Rewrite every row below, swapping "slope of ground" for "incline" and leaving everything else unchanged.

□ □ □

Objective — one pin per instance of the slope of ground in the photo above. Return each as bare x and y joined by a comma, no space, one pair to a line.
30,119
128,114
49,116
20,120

□ □ □

[WORKED SOLUTION]
Objective — one pin per instance of the incline in the photo above. Return each as bare x and y joined by a comma, no space, one pair to a line.
30,119
128,114
49,116
20,120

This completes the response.